● **Te ondernemen acties**
1. Welke officier van justitie is volgens het fragment op 8 januari 2024 door de raadkamer gehoord?
2. Vat het fragment samen in twee zinnen.
3. Vervang in het deel van het fragment dat begint bij de woorden "De rechtbank overwoog" en eindigt na "in zijn verzoek." het woord "auto" door "voertuig", en geef dat deel opnieuw weer.

● **Aangeleverd fragment**

Op 22 januari 2024 heeft de Rechtbank Zeeland-West-Brabant in Middelburg uitspraak gedaan in een verzoekschrift op grond van artikel 530 van het Wetboek van Strafvordering. Verzoeker, vertegenwoordigd door zijn raadsman mr. G.J. van Oosten, had een verzoek ingediend voor een vergoeding van kosten van rechtsbijstand ten laste van de Staat, ter hoogte van € 821,51, plus een forfaitaire vergoeding van € 340,00. De officier van justitie, mr. R.S. Jacobs, heeft tijdens de zitting op 8 januari 2024 betoogd dat verzoeker niet ontvankelijk is in zijn verzoek, omdat hij niet als verdachte is aangemerkt en er geen sprake is van een 'criminal charge'.

De rechtbank overwoog dat op basis van artikel 530 Sv een vergoeding kan worden toegekend aan gewezen verdachten voor gemaakte kosten in het kader van hun rechtszaak. Verzoeker had echter geen klaagschrift ingediend en de auto die in beslag was genomen, was inmiddels aan hem teruggegeven. Hierdoor kwam het verzochte bedrag voor vergoeding niet in aanmerking. De rechtbank heeft daarom verzoeker niet-ontvankelijk verklaard in zijn verzoek.

De beslissing is genomen door rechter mr. J.P.M. Hopmans en is uitgesproken ter openbare terechtzitting op dezelfde datum. Tegen deze beslissing staat binnen een maand hoger beroep open bij het gerechtshof voor de gewezen verdachte of zijn erfgenamen.

Uitspraak

RECHTBANK ZEELAND-WEST-BRABANT

Strafrecht
Zittingsplaats Middelburg
raadkamernummer : 23-024289
beslissing van de enkelvoudige raadkamer op het verzoek op grond van artikel 530 van het Wetboek van Strafvordering (Sv) van:
[verzoeker] ,
geboren op [geboortedag] 1986 te [plaats] ,
woonplaats kiezend op het kantoor van mr. G.J. van Oosten, advocaat te Amsterdam (Vondelstraat 41, 1054 GJ Amsterdam),

1.De procedure

De procedure blijkt onder meer uit de volgende stukken:
  • het verzoekschrift dat strekt tot toekenning van een vergoeding ex artikel 530 Sv ten laste van de Staat voor een bedrag van € 821,51 zijnde de kosten voor rechtsbijstand te vermeerderen met € 340,00 zijnde de kosten met betrekking tot het opstellen en indienen van het verzoekschrift;
  • de schriftelijke reactie van de officier van justitie.
Op 8 januari 2024 heeft het onderzoek door de raadkamer plaatsgevonden. Hierbij is de officier van justitie, mr. R.S. Jacobs gehoord.
De raadsman en verzoeker zijn behoorlijk opgeroepen doch hebben op voorhand laten weten dat zij niet bij de behandeling in raadkamer aanwezig zullen zijn.

Records uit de dataset
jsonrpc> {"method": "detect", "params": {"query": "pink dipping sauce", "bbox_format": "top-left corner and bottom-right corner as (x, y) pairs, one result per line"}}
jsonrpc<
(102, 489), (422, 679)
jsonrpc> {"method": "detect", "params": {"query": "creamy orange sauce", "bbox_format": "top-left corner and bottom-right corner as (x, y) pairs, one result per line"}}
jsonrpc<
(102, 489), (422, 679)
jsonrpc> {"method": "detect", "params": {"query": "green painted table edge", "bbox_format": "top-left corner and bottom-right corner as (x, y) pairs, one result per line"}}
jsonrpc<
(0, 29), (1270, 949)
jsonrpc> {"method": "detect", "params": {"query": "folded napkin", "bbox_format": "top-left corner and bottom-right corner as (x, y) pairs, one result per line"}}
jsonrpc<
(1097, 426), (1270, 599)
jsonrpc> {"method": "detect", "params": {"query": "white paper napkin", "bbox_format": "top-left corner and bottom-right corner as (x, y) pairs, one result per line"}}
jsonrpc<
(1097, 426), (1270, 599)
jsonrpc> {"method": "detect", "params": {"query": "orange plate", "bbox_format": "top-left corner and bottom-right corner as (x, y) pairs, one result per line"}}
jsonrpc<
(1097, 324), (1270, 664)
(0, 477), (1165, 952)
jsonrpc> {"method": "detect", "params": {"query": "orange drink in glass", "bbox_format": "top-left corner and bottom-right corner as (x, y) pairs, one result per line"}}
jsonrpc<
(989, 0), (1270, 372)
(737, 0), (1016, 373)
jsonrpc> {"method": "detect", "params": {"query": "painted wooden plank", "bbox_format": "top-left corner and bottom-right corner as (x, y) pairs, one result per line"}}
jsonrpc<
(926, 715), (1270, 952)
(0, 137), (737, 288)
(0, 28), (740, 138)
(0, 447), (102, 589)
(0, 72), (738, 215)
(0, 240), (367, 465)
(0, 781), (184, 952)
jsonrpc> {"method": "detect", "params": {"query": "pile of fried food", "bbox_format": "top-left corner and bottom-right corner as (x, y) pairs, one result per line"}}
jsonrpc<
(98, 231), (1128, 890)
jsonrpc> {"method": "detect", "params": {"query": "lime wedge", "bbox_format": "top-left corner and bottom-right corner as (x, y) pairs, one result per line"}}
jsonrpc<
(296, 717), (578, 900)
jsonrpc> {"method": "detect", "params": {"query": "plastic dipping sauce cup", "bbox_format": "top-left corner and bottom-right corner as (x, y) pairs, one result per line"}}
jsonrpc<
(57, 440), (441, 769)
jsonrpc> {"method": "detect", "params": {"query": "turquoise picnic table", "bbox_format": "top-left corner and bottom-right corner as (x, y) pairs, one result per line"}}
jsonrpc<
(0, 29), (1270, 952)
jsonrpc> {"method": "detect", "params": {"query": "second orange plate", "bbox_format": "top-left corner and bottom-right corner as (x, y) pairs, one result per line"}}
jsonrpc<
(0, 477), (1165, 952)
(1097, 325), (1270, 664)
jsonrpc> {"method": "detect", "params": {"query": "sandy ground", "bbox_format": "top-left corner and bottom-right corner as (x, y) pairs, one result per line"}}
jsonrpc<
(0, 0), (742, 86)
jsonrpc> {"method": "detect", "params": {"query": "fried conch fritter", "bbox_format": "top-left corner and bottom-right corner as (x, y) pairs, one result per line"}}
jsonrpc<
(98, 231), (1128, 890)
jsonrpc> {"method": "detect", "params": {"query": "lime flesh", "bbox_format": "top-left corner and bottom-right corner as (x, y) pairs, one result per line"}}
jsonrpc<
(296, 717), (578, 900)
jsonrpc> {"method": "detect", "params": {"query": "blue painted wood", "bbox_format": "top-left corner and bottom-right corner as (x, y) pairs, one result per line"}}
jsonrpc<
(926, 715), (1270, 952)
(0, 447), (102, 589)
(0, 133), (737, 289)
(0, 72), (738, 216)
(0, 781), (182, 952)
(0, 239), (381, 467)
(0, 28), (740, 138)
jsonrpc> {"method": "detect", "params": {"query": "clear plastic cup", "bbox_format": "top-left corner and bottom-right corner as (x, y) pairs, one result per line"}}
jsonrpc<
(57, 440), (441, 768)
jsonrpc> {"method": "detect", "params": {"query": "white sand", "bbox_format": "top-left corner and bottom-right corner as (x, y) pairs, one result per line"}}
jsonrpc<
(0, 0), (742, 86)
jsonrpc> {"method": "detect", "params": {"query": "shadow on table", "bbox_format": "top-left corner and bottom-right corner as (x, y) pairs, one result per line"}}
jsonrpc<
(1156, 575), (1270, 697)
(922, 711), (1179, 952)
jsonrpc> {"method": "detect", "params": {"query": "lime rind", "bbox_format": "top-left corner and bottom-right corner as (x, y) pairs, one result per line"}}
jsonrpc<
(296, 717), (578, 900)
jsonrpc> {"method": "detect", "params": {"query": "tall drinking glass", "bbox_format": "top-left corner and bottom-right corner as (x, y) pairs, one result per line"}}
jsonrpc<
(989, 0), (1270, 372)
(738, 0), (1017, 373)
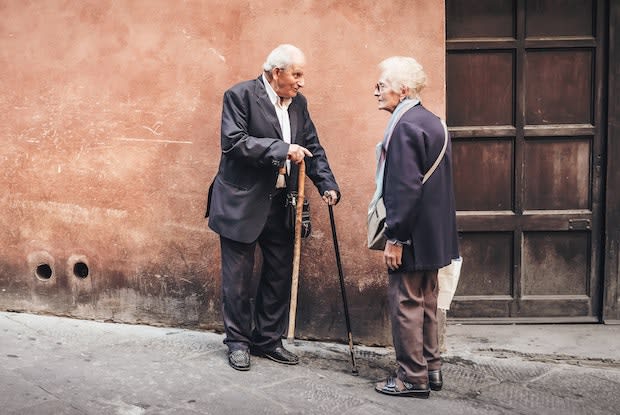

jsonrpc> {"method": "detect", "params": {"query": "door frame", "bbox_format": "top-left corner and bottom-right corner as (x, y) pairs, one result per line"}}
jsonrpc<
(602, 1), (620, 324)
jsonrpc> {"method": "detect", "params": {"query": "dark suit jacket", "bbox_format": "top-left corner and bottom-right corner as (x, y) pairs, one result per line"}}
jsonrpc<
(383, 104), (459, 272)
(206, 76), (339, 243)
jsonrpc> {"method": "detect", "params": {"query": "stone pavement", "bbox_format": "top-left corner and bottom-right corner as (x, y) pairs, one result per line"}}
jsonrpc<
(0, 312), (620, 415)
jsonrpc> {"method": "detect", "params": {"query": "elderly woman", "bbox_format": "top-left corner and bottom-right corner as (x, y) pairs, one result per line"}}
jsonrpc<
(371, 56), (459, 398)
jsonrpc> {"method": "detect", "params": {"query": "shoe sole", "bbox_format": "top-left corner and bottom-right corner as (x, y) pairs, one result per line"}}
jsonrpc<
(375, 388), (431, 399)
(261, 354), (299, 365)
(228, 362), (250, 372)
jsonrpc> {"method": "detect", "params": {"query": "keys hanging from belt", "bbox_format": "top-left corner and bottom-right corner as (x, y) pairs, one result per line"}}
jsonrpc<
(276, 166), (286, 189)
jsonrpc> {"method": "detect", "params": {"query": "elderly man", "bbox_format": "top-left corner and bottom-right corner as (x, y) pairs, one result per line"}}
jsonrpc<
(207, 44), (340, 370)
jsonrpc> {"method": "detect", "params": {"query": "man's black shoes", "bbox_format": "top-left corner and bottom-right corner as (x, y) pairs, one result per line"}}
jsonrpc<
(228, 350), (250, 371)
(250, 346), (299, 365)
(428, 369), (443, 391)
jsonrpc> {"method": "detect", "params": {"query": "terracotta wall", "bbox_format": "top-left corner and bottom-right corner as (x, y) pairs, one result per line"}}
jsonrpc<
(0, 0), (445, 344)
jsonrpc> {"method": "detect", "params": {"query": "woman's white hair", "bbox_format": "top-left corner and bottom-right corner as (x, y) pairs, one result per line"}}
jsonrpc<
(263, 44), (306, 72)
(379, 56), (426, 98)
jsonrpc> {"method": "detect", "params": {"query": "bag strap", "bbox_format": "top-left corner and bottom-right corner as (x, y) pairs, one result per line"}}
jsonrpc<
(422, 120), (448, 184)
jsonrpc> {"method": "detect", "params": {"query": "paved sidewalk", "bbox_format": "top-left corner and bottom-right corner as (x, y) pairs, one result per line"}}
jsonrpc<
(0, 312), (620, 415)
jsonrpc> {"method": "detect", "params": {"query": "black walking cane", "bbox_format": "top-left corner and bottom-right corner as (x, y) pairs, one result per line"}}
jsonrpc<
(326, 197), (359, 375)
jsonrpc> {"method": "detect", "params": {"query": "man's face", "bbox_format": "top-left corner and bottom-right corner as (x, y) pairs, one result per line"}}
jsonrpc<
(375, 78), (401, 113)
(273, 64), (304, 98)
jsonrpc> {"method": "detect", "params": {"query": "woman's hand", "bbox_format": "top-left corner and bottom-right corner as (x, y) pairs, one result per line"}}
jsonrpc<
(383, 242), (403, 271)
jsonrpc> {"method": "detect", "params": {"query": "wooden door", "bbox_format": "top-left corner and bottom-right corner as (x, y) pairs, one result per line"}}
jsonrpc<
(446, 0), (607, 322)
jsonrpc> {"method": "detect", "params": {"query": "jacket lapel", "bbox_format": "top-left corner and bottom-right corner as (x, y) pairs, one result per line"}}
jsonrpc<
(288, 103), (297, 143)
(254, 76), (282, 139)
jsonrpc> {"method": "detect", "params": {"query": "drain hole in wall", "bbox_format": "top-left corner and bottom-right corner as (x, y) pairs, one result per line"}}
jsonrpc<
(73, 262), (88, 278)
(35, 264), (54, 280)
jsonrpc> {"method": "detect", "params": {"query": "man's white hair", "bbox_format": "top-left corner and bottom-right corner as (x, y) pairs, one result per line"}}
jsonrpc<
(263, 44), (306, 72)
(379, 56), (426, 98)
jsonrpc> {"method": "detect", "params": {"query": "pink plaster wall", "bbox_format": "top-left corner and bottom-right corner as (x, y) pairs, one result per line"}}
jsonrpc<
(0, 0), (445, 344)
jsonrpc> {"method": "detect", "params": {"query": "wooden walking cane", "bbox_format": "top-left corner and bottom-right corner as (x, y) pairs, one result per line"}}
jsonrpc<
(287, 160), (306, 343)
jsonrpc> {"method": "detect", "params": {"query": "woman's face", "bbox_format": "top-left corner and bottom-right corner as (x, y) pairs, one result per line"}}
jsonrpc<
(375, 78), (402, 113)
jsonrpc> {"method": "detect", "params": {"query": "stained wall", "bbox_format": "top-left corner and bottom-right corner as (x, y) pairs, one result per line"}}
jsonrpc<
(0, 0), (445, 344)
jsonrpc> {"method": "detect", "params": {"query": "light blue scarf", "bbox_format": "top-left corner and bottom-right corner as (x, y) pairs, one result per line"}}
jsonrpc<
(368, 98), (420, 214)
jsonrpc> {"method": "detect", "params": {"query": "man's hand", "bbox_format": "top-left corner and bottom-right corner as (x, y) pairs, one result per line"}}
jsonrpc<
(383, 242), (403, 271)
(323, 190), (338, 206)
(286, 144), (312, 164)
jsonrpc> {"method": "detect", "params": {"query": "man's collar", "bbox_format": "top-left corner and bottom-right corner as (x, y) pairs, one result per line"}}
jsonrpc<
(263, 73), (293, 110)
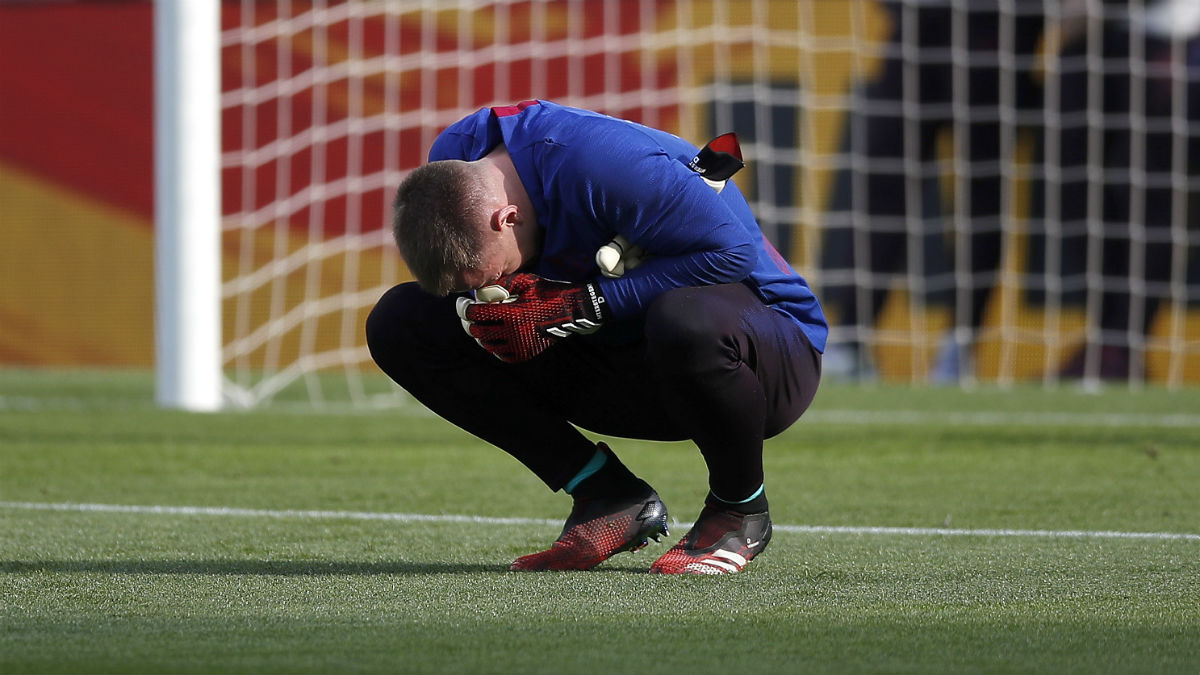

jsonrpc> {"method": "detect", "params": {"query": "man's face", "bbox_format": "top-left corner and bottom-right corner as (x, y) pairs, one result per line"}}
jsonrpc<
(454, 219), (522, 292)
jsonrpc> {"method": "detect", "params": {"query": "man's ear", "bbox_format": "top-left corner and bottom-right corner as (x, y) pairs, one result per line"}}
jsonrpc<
(492, 204), (521, 232)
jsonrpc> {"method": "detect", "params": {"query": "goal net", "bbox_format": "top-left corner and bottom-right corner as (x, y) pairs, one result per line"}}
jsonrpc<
(194, 0), (1200, 405)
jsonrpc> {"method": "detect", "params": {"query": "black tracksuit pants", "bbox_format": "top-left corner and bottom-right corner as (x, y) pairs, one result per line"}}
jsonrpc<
(367, 278), (821, 501)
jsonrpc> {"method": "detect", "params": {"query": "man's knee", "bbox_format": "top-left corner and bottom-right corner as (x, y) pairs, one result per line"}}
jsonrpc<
(646, 283), (731, 366)
(366, 282), (452, 375)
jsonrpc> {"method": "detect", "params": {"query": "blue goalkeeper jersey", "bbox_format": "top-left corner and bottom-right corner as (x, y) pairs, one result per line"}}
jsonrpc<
(430, 101), (829, 352)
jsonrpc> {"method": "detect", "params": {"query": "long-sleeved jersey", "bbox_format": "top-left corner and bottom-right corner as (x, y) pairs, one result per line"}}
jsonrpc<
(430, 101), (829, 351)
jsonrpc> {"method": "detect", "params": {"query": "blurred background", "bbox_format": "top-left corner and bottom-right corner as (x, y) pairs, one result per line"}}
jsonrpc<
(0, 0), (1200, 405)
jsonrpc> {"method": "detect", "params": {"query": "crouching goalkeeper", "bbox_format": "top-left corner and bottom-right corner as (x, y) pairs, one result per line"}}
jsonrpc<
(366, 101), (828, 574)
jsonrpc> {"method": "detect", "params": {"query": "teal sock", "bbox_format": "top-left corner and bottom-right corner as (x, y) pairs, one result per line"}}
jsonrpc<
(563, 449), (608, 495)
(708, 485), (767, 513)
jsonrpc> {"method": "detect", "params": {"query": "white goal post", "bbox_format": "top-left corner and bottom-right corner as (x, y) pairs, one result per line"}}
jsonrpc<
(154, 0), (222, 411)
(155, 0), (1200, 410)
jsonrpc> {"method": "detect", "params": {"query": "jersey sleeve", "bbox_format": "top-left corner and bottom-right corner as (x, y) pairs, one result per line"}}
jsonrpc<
(428, 108), (502, 162)
(564, 135), (760, 318)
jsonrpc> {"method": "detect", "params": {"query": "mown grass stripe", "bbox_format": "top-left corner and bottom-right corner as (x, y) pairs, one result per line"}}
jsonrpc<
(0, 502), (1200, 542)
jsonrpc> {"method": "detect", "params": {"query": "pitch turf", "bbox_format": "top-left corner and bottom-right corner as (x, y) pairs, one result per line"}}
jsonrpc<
(0, 370), (1200, 674)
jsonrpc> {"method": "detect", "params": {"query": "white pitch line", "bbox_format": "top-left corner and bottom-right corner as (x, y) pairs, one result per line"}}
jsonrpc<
(0, 502), (1200, 542)
(800, 408), (1200, 429)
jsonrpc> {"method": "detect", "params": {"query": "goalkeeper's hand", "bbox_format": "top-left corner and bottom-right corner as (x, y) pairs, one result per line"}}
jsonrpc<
(458, 273), (607, 363)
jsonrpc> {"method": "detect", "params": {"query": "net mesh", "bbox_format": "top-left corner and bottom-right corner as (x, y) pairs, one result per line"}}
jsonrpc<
(222, 0), (1200, 405)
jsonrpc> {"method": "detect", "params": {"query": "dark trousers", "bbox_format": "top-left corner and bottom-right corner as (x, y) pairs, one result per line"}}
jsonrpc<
(367, 283), (821, 500)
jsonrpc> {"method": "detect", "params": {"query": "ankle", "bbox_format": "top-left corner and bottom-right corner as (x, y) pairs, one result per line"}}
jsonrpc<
(704, 485), (769, 514)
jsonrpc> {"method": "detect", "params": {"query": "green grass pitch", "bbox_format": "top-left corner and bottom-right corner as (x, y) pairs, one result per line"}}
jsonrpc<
(0, 369), (1200, 674)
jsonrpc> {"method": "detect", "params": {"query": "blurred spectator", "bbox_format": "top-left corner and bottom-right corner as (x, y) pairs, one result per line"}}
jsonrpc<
(1030, 0), (1200, 380)
(822, 0), (1044, 382)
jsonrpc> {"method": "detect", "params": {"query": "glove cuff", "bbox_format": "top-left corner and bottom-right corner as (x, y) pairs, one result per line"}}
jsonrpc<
(583, 283), (611, 323)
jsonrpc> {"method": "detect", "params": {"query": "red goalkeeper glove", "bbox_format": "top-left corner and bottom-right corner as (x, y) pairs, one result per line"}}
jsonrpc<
(458, 273), (606, 363)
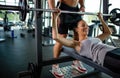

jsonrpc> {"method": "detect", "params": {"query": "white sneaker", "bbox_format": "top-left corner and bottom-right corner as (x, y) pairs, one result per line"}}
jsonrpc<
(72, 62), (87, 73)
(52, 65), (64, 78)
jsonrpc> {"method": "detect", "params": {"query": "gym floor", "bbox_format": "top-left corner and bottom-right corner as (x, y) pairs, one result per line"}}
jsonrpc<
(0, 27), (114, 78)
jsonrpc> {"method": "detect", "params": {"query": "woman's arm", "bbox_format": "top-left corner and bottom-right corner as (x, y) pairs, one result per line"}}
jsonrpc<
(97, 13), (111, 41)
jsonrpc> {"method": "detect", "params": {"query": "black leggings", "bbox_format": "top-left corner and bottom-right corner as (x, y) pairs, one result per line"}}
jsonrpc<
(104, 48), (120, 74)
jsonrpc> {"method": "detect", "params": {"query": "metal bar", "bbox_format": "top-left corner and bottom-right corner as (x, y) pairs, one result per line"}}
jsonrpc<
(0, 5), (21, 11)
(0, 5), (114, 16)
(28, 8), (113, 16)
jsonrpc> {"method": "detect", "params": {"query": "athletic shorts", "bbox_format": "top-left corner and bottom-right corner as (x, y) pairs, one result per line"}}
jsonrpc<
(104, 48), (120, 74)
(57, 2), (82, 34)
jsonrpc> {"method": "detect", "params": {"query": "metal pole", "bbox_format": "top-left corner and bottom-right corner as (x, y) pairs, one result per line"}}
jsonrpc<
(35, 0), (43, 78)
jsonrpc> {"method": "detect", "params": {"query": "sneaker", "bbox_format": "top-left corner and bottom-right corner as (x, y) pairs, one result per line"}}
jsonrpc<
(52, 65), (64, 78)
(72, 62), (87, 73)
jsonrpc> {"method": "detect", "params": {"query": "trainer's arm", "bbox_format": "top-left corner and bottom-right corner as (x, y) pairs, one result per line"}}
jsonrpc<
(97, 13), (111, 41)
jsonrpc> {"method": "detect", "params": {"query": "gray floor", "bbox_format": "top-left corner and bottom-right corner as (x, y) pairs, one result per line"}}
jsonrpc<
(0, 30), (114, 78)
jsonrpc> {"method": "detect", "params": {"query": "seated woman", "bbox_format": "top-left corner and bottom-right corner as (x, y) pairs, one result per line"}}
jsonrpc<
(52, 13), (120, 74)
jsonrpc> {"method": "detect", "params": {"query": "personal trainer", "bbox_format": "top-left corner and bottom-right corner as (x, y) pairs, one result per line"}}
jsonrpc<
(48, 0), (86, 77)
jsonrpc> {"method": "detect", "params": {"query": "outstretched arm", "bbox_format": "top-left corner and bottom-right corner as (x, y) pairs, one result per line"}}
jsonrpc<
(97, 13), (111, 41)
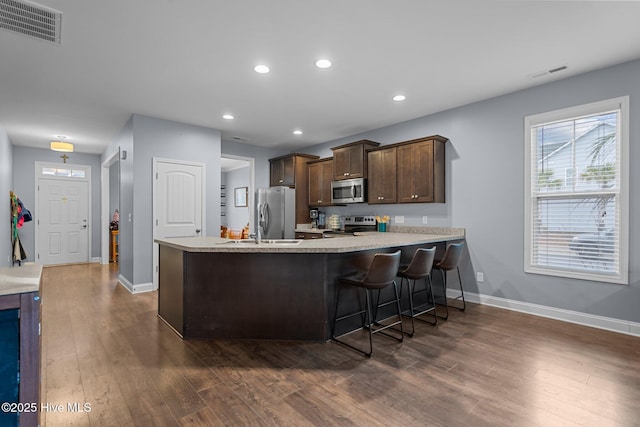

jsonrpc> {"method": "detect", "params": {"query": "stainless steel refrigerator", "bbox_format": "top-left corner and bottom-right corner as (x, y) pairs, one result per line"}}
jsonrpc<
(255, 187), (296, 239)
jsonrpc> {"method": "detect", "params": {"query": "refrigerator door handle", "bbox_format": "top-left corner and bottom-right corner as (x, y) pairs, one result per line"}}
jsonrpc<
(262, 203), (269, 235)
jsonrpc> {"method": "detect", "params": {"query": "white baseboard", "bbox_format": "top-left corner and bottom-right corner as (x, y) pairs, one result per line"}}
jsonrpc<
(447, 289), (640, 337)
(118, 274), (153, 294)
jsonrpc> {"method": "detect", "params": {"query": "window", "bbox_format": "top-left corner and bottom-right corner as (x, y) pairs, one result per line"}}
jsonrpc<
(525, 97), (629, 284)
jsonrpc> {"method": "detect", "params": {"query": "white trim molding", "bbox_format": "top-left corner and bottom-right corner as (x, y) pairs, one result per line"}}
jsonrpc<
(447, 289), (640, 337)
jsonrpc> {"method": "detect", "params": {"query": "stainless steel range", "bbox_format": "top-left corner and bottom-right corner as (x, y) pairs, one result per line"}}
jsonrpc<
(344, 215), (376, 233)
(322, 215), (376, 238)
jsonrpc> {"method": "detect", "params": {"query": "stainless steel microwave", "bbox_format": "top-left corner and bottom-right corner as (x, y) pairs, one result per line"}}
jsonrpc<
(331, 178), (367, 205)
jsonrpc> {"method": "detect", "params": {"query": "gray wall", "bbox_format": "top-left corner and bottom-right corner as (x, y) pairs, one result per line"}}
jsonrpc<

● **Overzicht antwoorden**
1. Mr. R.S. Jacobs.

2. Verzoeker vroeg de Rechtbank Zeeland-West-Brabant op grond van artikel 530 Sv om een vergoeding ten laste van de Staat van € 821,51 aan kosten van rechtsbijstand, vermeerderd met een forfaitaire vergoeding van € 340,00, terwijl de officier van justitie betoogde dat hij niet-ontvankelijk was omdat hij niet als verdachte was aangemerkt. De rechtbank verklaarde verzoeker op 22 januari 2024 niet-ontvankelijk, omdat hij geen klaagschrift had ingediend en de in beslag genomen auto al aan hem was teruggegeven.

3.
De rechtbank overwoog dat op basis van artikel 530 Sv een vergoeding kan worden toegekend aan gewezen verdachten voor gemaakte kosten in het kader van hun rechtszaak. Verzoeker had echter geen klaagschrift ingediend en de voertuig die in beslag was genomen, was inmiddels aan hem teruggegeven. Hierdoor kwam het verzochte bedrag voor vergoeding niet in aanmerking. De rechtbank heeft daarom verzoeker niet-ontvankelijk verklaard in zijn verzoek.